_Exercise directions_
Pick up the forum thread about how city water systems work and continue it from where it stops.

_Given text_
══════════════════════════════

# Water System



## Whisper (Mar 31, 2013)

I was wondering if anyone knows how city water system works. I'm not looking for a detailed description, just basic and if a house in the city with no power can still have water and if so, for how long.


----------



## Olly Buckle (Mar 31, 2013)

When the water has been purified and chlorinated it is usually pumped to a tank on a tower situated in a high place. This means gravity supplies the pressure to the pipes and the flow should continue as long as there is water in the water tower making the supply impervious to power disruption at least in the short term. Basically it is necessary for emergency services like fire hydrants. If there is long term disruption and a potential shortage the domestic supply will be turned off and standpipes, basically a simple tap, installed on a neighbourhood or street basis,are installed. People use a lot less water if they have to queue for it and carry it home from the end of the street.


----------



## Whisper (Apr 1, 2013)

Thanks. I've been doing some research on this today and this is spot on.


----------



## Olly Buckle (Apr 1, 2013)

You will probably start noticing the towers now, they have to be pretty solid to support the weight but the designs vary hugely, or over here they do. The Victorians built them mock Gothic or Norman castles.


----------



## Nickleby (Apr 1, 2013)

Olly is correct. I'd just like to add a couple of points.

In a dense city such as New York City, each building will have its own water tank on the roof. The utility typically pumps water into them at night, when their equipment is not as busy, so that they're full in the morning. In an emergency, an enterprising tenant could close the main valve, so that the others would have to get their water directly from the tank, i.e. through him.

In a US suburb or residential area, a water tower will be located on a hill. The higher the tank, the higher the pressure at the other end of the line. You'll find valves at junction points so that a leaky line can be shut off without affecting the rest of the system. It takes power to pump water into those towers and rooftop tanks, so if the power grid fails, you're stuck with what's already in the system. After a while the pressure will decrease. There are devices called backflow preventers (BFP) that stop the water from reversing direction--if there's a leak in your neighborhood, you don't want the dirty water seeping into your house, so the BFP only lets water in if it's above a certain pressure. In other words, when the pressure gets below that point, the house's plumbing is useless. You can drain what's already in it, but you won't get any more until the system pressure returns to normal.

Any other questions, please ask.


----------



## Whisper (Apr 2, 2013)

Olly Buckle said:


> You will probably start noticing the towers now, they have to be pretty solid to support the weight but the designs vary hugely, or over here they do. The Victorians built them mock Gothic or Norman castles.




Its funny you should say that. Although I've always noticed them, I really didn't give them much thought. I always knew them as water towers, but at the same time, always thought of them as byproducts of a different era and they were only used nowadays to announce where you were on there side. I didn't actually realize they were in use. Now I do. I was studying the one that I drive by on the way home from work everyday and looked at it in a new light.

══════════════════════════════

_Raw records_

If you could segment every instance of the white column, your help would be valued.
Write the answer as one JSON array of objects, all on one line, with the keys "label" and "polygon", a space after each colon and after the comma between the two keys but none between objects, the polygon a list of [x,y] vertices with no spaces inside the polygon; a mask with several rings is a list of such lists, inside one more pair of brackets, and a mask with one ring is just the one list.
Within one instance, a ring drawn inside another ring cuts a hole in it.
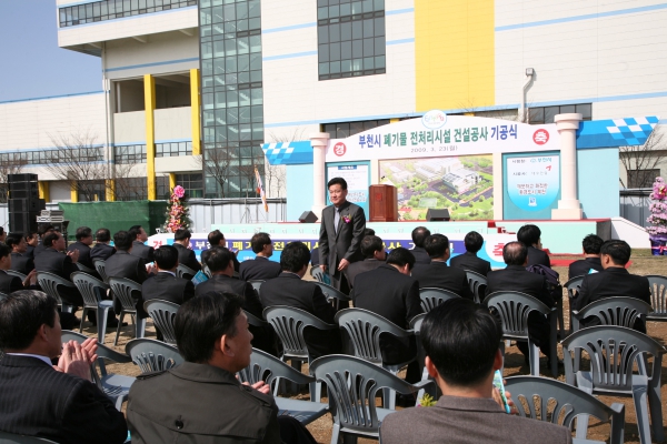
[{"label": "white column", "polygon": [[577,130],[581,114],[558,114],[554,121],[560,134],[560,200],[558,208],[551,210],[551,219],[583,219],[577,199]]},{"label": "white column", "polygon": [[327,206],[325,199],[325,181],[327,178],[325,174],[325,154],[328,144],[328,132],[310,134],[310,145],[312,147],[312,208],[310,210],[320,219],[322,210]]}]

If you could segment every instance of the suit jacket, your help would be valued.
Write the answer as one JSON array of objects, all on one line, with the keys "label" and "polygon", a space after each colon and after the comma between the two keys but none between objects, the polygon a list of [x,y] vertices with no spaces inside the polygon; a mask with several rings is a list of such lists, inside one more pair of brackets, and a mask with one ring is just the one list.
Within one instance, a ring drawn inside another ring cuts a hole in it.
[{"label": "suit jacket", "polygon": [[588,274],[590,269],[601,272],[603,263],[599,258],[585,258],[579,261],[575,261],[570,264],[567,273],[567,279],[573,279],[577,276],[581,276],[584,274]]},{"label": "suit jacket", "polygon": [[239,274],[243,281],[268,280],[278,278],[282,269],[279,262],[273,262],[268,258],[256,256],[253,261],[243,261],[239,269]]},{"label": "suit jacket", "polygon": [[461,297],[475,300],[468,285],[466,272],[448,266],[447,262],[434,261],[428,265],[417,264],[412,269],[412,278],[419,282],[420,289],[436,287],[455,292]]},{"label": "suit jacket", "polygon": [[143,242],[135,241],[132,242],[132,251],[131,255],[143,259],[145,263],[155,262],[153,259],[155,249],[152,246],[148,246]]},{"label": "suit jacket", "polygon": [[92,262],[96,259],[106,261],[112,254],[116,254],[116,249],[113,246],[107,245],[106,243],[96,243],[92,250],[90,250],[90,261]]},{"label": "suit jacket", "polygon": [[195,251],[181,245],[180,243],[173,243],[176,250],[178,250],[178,263],[181,265],[186,265],[195,271],[201,270],[201,264],[197,260],[197,254]]},{"label": "suit jacket", "polygon": [[385,262],[378,261],[377,259],[365,259],[364,261],[351,263],[348,266],[348,280],[350,281],[350,285],[355,285],[355,279],[367,271],[371,271],[384,264]]},{"label": "suit jacket", "polygon": [[[130,389],[127,413],[132,444],[281,442],[273,396],[207,364],[185,362],[139,375]],[[179,438],[181,433],[187,438]]]},{"label": "suit jacket", "polygon": [[[265,307],[287,305],[313,314],[327,324],[336,324],[336,309],[327,302],[322,290],[312,282],[301,280],[295,273],[283,272],[261,284],[259,297]],[[340,352],[338,329],[323,332],[306,329],[303,336],[313,359]]]},{"label": "suit jacket", "polygon": [[123,414],[93,383],[11,354],[0,359],[0,430],[72,444],[128,435]]},{"label": "suit jacket", "polygon": [[[366,229],[366,215],[364,209],[350,202],[340,205],[340,222],[338,231],[334,228],[336,206],[329,205],[322,210],[320,224],[319,251],[320,264],[328,266],[327,273],[339,276],[338,264],[342,259],[349,262],[361,261],[360,244]],[[349,216],[346,223],[344,216]]]},{"label": "suit jacket", "polygon": [[426,249],[424,246],[415,246],[412,250],[410,250],[410,252],[415,256],[415,263],[420,263],[420,264],[429,264],[430,263],[430,256],[428,255],[428,253],[426,252]]},{"label": "suit jacket", "polygon": [[21,253],[11,253],[11,266],[9,270],[18,271],[19,273],[28,274],[34,270],[34,261],[32,258]]},{"label": "suit jacket", "polygon": [[382,444],[573,442],[570,432],[564,426],[508,415],[488,397],[458,396],[440,396],[432,407],[405,408],[388,415],[382,421],[380,437]]},{"label": "suit jacket", "polygon": [[491,263],[489,261],[479,259],[477,258],[477,254],[470,253],[469,251],[451,258],[449,264],[457,269],[474,271],[482,276],[486,276],[491,271]]}]

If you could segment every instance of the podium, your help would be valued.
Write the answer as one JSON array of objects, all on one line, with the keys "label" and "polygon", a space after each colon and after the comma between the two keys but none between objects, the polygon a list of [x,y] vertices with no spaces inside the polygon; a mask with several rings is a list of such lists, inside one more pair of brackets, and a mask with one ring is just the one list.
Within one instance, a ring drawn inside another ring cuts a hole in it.
[{"label": "podium", "polygon": [[398,222],[398,198],[394,185],[370,185],[369,222]]}]

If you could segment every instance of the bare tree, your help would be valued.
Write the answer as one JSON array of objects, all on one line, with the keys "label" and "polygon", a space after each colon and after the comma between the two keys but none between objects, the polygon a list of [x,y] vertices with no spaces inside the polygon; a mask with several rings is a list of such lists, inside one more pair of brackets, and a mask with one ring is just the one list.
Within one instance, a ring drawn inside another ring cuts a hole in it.
[{"label": "bare tree", "polygon": [[651,186],[660,175],[660,164],[667,160],[665,129],[656,125],[643,145],[619,147],[618,158],[627,178],[625,182],[618,179],[623,188]]}]

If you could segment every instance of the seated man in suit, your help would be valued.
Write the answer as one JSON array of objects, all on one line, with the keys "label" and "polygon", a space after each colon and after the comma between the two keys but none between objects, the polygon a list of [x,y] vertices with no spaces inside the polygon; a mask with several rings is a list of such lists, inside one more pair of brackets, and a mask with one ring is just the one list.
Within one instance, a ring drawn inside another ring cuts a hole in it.
[{"label": "seated man in suit", "polygon": [[[549,307],[556,305],[556,302],[554,302],[554,299],[549,294],[545,276],[526,271],[528,248],[524,243],[506,243],[502,248],[502,260],[507,266],[504,270],[491,271],[487,275],[486,296],[499,291],[515,291],[536,297]],[[549,322],[542,314],[531,312],[528,315],[528,334],[550,360],[550,327]],[[524,353],[526,364],[528,364],[528,343],[518,342],[517,347]]]},{"label": "seated man in suit", "polygon": [[600,249],[603,246],[603,238],[588,234],[581,242],[584,249],[584,259],[575,261],[570,264],[567,279],[581,276],[584,274],[594,272],[600,272],[604,270],[603,263],[600,262]]},{"label": "seated man in suit", "polygon": [[[145,263],[153,262],[153,248],[145,244],[148,241],[148,234],[146,234],[146,230],[141,225],[132,225],[130,230],[128,230],[130,236],[133,239],[132,241],[132,252],[130,253],[133,256],[143,259]],[[116,243],[116,240],[113,241]]]},{"label": "seated man in suit", "polygon": [[278,262],[269,261],[273,255],[273,243],[267,233],[256,233],[250,239],[250,246],[257,254],[253,261],[243,261],[239,274],[243,281],[255,281],[278,278],[281,272]]},{"label": "seated man in suit", "polygon": [[526,266],[546,265],[551,268],[549,255],[542,251],[540,238],[541,230],[537,225],[524,225],[517,232],[517,240],[528,248],[528,262],[526,262]]},{"label": "seated man in suit", "polygon": [[[432,407],[388,415],[380,427],[384,444],[485,444],[500,436],[511,436],[515,444],[573,442],[564,426],[505,413],[494,389],[494,374],[502,369],[502,330],[488,310],[449,300],[426,315],[420,336],[426,369],[442,396]],[[510,393],[506,396],[516,410]]]},{"label": "seated man in suit", "polygon": [[[419,283],[410,278],[415,256],[410,250],[399,246],[391,250],[387,263],[355,278],[350,296],[357,309],[371,311],[401,329],[408,329],[410,320],[421,313]],[[395,336],[380,336],[382,357],[387,364],[399,364],[414,357],[417,344]],[[412,364],[417,364],[414,362]],[[407,380],[419,381],[419,366],[408,366]]]},{"label": "seated man in suit", "polygon": [[178,263],[198,272],[201,264],[197,261],[197,254],[190,250],[190,230],[176,230],[173,233],[173,246],[178,251]]},{"label": "seated man in suit", "polygon": [[97,340],[62,344],[57,307],[53,296],[32,290],[0,301],[0,431],[121,444],[128,436],[123,414],[90,381]]},{"label": "seated man in suit", "polygon": [[426,241],[426,238],[429,235],[430,231],[426,226],[417,226],[412,230],[412,243],[415,244],[415,248],[410,250],[410,252],[415,256],[415,263],[430,263],[430,256],[424,248],[424,241]]},{"label": "seated man in suit", "polygon": [[431,263],[415,264],[412,278],[419,282],[420,289],[436,287],[449,290],[461,297],[474,300],[475,295],[468,285],[466,272],[447,265],[449,259],[449,239],[444,234],[431,234],[426,238],[424,248]]},{"label": "seated man in suit", "polygon": [[[302,278],[310,262],[310,250],[303,242],[295,241],[285,245],[280,254],[282,273],[261,284],[259,297],[265,307],[287,305],[303,310],[327,324],[335,324],[336,309],[327,302],[322,290]],[[340,353],[340,333],[338,329],[319,331],[306,329],[306,344],[312,359]]]},{"label": "seated man in suit", "polygon": [[[581,310],[591,302],[605,297],[636,297],[650,305],[650,285],[648,279],[630,274],[626,264],[630,260],[630,245],[625,241],[611,240],[600,246],[600,273],[586,274],[577,297],[573,299],[574,310]],[[587,317],[581,327],[598,325],[596,317]],[[646,325],[640,319],[635,322],[635,330],[646,333]]]},{"label": "seated man in suit", "polygon": [[491,263],[484,259],[477,258],[477,252],[484,245],[484,238],[477,231],[471,231],[464,239],[466,252],[458,256],[451,258],[449,264],[457,269],[470,270],[486,276],[491,271]]},{"label": "seated man in suit", "polygon": [[[112,254],[116,253],[116,249],[109,243],[111,242],[111,232],[109,229],[99,229],[94,233],[96,244],[90,251],[90,260],[94,261],[96,259],[101,259],[106,261]],[[93,262],[94,264],[94,262]]]},{"label": "seated man in suit", "polygon": [[377,269],[387,259],[385,243],[377,235],[364,236],[361,240],[361,254],[364,254],[364,261],[352,262],[348,266],[348,279],[352,287],[355,286],[355,279],[359,274]]}]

══════════════════════════════

_Result of this task_
----------



## Whisper (Apr 2, 2013)

Nickleby said:


> Olly is correct. I'd just like to add a couple of points.
> 
> In a dense city such as New York City, each building will have its own water tank on the roof. The utility typically pumps water into them at night, when their equipment is not as busy, so that they're full in the morning. In an emergency, an enterprising tenant could close the main valve, so that the others would have to get their water directly from the tank, i.e. through him.
> 
> ...



Thanks for this. Between you, Olly and the research I've done, I've become an expert.


----------



## Morkonan (Apr 3, 2013)

I've had some limited professional experience with municipal water systems, basically working with certain sorts of contracts.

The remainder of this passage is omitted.